::: Passage provided
Sequence Information began to grow enormously in the early 1980's.
Many Universities and Government organizations began to develop database projects, which are the primary databases.
Nucleic acid Primary Databases:
- Nucleic acid sequence database at NCBI : GenBank
- Nucleic acid sequence database at EMBL
- DDBJ: DNA Data Bank of Japan
- PIR
- MIPS
- SWISS-PROT
- TrEMBL
- NRL-3D
GenBank
GenBnak is the DNA sequence database maintained at NCBI; National Center for Biotechnology Information, USA.
As i had mentioned in the previous post it is a Primary Database.
GenBank is the major destination for the DNA sequences in the American continent.
GenBank is an anootated collection of the DNA sequence.
GenBank is accessible through the NCBI home page through several methods:
- Text and similarity searching - ENTREZ Browser.
- BLAST sequence similarity searching.
The EMBL Nuecleotide sequence database is maintained at the European Institute of Bioinformatics.
It was established in 1980's.
The DNA sequences that are generated by individual researchers and genome sequencing centers like Sanger Center are deposited in the EMBL through the world wide web.
Each entry is given an accession number .
EMBL is managed through ORACLE and allows inter-operatability between databases and integration of databases
DDBJ
DDBJ is established in 1986 at the National institute of Genetics in Japan.
DDBJ is the major DNA sequence database along with GenBank and the EMBL nucleotide sequence database.
It is the official database in Japan to accept the data and give accession numbers to the new entries.
DDBJ also develops many tools for retrieval and analysis of the nucleotide sequences.
The 3 Nucleotide sequence databases are collobaratively maintained and are reffered to as the "International Collobaration of Nucleotide Sequence Databases".
They operate the databases every 24 hours.
They exchange information/data between them.
The 3 databases work to collect DNA sequences from the public and make it available on the world wide web (WWW).
These databases are heterogenous in the sense that they contain DNA sequences from different sources and the extent to which annotation is given also differs.
Each entry in the database is given a unique Accession number (AC).
::::::
::: Available data
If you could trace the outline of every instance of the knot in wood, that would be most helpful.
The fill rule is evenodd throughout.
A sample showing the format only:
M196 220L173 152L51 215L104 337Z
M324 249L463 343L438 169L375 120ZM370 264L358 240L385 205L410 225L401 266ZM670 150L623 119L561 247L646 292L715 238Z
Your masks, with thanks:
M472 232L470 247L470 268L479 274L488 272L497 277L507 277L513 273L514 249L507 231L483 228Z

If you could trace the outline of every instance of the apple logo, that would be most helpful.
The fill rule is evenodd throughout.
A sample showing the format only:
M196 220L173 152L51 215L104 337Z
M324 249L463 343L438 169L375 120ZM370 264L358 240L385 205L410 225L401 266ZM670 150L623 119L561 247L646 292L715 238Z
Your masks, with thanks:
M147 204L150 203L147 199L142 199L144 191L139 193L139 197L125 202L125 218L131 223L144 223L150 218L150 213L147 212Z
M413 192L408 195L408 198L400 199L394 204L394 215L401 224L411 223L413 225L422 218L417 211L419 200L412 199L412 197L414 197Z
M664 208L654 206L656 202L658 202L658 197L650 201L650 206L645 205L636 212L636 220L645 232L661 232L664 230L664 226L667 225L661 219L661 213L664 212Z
::::::
::: Available data
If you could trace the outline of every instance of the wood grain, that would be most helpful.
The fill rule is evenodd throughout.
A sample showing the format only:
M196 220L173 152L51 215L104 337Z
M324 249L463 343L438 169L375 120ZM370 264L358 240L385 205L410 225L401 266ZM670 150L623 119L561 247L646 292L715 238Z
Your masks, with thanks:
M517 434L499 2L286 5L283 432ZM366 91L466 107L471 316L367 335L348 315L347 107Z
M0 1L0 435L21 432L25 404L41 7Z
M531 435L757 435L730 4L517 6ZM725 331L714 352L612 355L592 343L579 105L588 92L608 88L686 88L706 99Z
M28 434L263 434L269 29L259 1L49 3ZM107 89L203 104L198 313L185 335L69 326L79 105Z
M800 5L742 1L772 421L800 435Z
::::::
● Exercise instructions:
1. Restate word for word everything in the passage on primary sequence databases from "Each entry is" down to "the nucleotide sequences.".
2. In the passage on primary sequence databases, where and in what year was DDBJ established?
3. Using the passage on primary sequence databases, decide whether each statement agrees with it. Answer yes or no for each and quote the deciding words.
(a) The EMBL nucleotide sequence database is maintained at the European Institute of Bioinformatics.
(b) Entries in the EMBL database are given accession numbers.
(c) GenBank is described as a secondary database.

● Results for the exercise:
1.
Each entry is given an accession number .
EMBL is managed through ORACLE and allows inter-operatability between databases and integration of databases
DDBJ
DDBJ is established in 1986 at the National institute of Genetics in Japan.
DDBJ is the major DNA sequence database along with GenBank and the EMBL nucleotide sequence database.
It is the official database in Japan to accept the data and give accession numbers to the new entries.
DDBJ also develops many tools for retrieval and analysis of the nucleotide sequences.

2. At the National institute of Genetics in Japan, in 1986.

3.
(a) Yes: "is maintained at the European Institute of Bioinformatics."
(b) Yes: "Each entry is given an accession number ."
(c) No: "it is a Primary Database."